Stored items
Content starts

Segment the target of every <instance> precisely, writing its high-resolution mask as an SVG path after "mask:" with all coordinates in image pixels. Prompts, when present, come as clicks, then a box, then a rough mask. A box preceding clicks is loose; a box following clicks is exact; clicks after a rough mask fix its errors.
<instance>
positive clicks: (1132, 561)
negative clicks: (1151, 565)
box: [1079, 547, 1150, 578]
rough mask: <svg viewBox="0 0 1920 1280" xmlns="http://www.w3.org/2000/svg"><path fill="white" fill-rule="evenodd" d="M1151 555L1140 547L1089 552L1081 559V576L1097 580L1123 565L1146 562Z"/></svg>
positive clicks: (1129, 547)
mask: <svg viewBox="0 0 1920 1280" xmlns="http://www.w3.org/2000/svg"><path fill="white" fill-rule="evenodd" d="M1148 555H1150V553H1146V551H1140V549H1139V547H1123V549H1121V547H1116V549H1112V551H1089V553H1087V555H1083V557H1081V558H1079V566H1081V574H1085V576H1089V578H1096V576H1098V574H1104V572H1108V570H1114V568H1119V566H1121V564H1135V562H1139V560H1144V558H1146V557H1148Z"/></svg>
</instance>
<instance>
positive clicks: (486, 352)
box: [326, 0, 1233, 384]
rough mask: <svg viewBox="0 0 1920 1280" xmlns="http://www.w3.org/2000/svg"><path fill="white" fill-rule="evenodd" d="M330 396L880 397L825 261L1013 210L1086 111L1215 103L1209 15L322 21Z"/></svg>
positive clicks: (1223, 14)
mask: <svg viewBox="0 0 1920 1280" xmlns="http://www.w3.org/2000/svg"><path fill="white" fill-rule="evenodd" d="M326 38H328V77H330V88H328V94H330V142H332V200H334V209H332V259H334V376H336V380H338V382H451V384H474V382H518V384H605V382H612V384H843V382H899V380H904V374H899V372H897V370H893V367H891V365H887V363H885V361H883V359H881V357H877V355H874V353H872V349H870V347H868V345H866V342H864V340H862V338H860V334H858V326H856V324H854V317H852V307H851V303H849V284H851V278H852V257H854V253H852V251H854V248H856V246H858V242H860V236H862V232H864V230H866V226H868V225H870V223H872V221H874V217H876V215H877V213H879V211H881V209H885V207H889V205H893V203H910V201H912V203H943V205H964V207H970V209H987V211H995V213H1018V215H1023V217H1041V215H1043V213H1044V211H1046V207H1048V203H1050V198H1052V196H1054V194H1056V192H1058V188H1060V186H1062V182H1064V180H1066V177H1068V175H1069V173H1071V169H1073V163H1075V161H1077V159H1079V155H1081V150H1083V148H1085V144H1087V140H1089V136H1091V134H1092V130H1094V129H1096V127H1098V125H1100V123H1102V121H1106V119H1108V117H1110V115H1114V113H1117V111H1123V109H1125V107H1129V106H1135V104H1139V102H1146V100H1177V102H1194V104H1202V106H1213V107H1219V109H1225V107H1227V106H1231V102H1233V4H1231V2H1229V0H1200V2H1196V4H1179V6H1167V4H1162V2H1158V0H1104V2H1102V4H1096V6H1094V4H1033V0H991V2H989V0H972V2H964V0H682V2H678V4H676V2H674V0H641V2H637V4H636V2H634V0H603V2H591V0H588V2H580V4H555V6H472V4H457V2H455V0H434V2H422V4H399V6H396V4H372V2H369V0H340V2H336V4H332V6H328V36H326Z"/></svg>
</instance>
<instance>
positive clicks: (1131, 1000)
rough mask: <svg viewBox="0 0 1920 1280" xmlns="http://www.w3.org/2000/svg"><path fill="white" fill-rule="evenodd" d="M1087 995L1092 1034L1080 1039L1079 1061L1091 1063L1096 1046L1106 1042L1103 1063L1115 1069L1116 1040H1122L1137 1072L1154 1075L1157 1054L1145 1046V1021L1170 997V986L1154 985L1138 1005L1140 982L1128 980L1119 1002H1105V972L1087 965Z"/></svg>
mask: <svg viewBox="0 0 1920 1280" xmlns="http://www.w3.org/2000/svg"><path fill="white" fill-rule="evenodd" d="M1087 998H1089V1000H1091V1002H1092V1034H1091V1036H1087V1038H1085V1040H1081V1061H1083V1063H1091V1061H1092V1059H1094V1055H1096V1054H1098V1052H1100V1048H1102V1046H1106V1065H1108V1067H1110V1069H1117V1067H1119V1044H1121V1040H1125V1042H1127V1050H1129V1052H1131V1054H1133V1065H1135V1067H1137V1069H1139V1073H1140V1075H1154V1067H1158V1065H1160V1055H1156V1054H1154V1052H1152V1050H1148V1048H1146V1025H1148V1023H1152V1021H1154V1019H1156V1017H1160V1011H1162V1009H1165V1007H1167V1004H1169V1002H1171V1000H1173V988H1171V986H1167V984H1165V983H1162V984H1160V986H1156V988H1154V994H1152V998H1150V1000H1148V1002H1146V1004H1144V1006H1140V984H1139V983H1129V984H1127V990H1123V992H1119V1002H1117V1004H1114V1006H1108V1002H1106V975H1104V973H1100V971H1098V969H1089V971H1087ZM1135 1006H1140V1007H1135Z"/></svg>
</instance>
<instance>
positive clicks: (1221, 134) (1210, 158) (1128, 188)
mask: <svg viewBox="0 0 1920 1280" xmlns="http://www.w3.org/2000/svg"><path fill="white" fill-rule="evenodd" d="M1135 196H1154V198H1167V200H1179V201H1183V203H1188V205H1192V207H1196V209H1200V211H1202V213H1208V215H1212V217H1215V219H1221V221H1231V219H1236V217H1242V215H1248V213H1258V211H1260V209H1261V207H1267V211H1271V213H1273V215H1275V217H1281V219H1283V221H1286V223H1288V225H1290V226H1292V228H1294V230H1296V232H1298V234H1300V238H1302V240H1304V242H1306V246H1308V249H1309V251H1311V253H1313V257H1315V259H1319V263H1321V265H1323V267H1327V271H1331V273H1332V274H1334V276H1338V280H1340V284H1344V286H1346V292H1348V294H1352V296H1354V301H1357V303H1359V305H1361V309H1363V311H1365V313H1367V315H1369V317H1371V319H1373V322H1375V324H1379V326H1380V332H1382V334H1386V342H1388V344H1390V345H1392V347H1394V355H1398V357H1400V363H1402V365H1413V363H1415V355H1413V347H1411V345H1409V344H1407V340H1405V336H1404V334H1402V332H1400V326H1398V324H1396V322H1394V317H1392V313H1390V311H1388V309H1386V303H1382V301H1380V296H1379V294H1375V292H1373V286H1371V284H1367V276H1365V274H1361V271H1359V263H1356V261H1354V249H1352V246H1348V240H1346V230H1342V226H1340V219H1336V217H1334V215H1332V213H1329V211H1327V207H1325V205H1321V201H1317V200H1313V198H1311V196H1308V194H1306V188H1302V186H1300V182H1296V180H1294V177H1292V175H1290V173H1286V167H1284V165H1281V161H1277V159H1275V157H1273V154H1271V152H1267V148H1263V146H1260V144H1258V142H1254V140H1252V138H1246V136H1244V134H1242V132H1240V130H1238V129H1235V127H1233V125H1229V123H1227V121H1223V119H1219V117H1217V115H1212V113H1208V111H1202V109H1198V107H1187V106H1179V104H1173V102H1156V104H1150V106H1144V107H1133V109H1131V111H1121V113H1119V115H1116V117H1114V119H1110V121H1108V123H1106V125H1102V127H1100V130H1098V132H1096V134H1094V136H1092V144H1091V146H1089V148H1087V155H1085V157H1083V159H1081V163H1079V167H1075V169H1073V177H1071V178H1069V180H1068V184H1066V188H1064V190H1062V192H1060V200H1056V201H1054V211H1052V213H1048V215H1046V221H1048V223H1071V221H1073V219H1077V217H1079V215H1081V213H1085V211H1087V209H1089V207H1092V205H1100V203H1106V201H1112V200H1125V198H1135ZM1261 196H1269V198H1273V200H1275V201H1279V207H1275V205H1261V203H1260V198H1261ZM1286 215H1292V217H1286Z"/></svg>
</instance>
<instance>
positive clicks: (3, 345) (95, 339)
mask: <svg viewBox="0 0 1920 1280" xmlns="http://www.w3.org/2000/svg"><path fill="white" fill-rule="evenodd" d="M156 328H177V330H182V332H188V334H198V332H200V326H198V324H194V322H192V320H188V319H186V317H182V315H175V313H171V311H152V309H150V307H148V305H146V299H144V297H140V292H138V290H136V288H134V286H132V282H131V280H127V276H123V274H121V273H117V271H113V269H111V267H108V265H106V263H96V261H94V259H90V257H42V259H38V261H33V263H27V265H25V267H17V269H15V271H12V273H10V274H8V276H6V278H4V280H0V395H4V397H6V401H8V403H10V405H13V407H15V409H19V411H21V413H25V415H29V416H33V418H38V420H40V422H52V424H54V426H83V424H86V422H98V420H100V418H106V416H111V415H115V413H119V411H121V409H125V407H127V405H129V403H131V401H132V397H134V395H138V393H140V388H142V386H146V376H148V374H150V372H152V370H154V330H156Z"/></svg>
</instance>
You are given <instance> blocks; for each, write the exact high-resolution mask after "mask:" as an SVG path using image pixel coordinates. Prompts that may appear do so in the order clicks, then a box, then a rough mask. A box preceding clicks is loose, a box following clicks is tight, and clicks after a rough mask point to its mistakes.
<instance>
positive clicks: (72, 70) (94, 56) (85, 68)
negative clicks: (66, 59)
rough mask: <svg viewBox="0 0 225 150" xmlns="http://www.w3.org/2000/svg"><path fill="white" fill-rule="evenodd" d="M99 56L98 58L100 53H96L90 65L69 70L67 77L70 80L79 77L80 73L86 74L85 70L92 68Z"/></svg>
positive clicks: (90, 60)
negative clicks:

Content ends

● WHAT YOU SHOULD DO: Only lines with the word "negative" go in the answer. Take them all from the entries above.

● SOLUTION TO THIS PROBLEM:
negative clicks: (1151, 565)
negative clicks: (66, 59)
negative clicks:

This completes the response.